Required task: Output each line of the data below as a row in a Markdown table with the columns "Row" and "Line", numbering the rows and skipping blank lines.

Supplied material:
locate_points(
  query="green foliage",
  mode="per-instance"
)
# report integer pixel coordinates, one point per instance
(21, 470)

Final result:
| Row | Line |
|---|---|
| 1 | locate_points( |
| 2 |   query="green foliage", |
| 3 |   mode="per-instance" |
| 4 | ) |
| 5 | # report integer pixel coordinates, one point per instance |
| 6 | (21, 470) |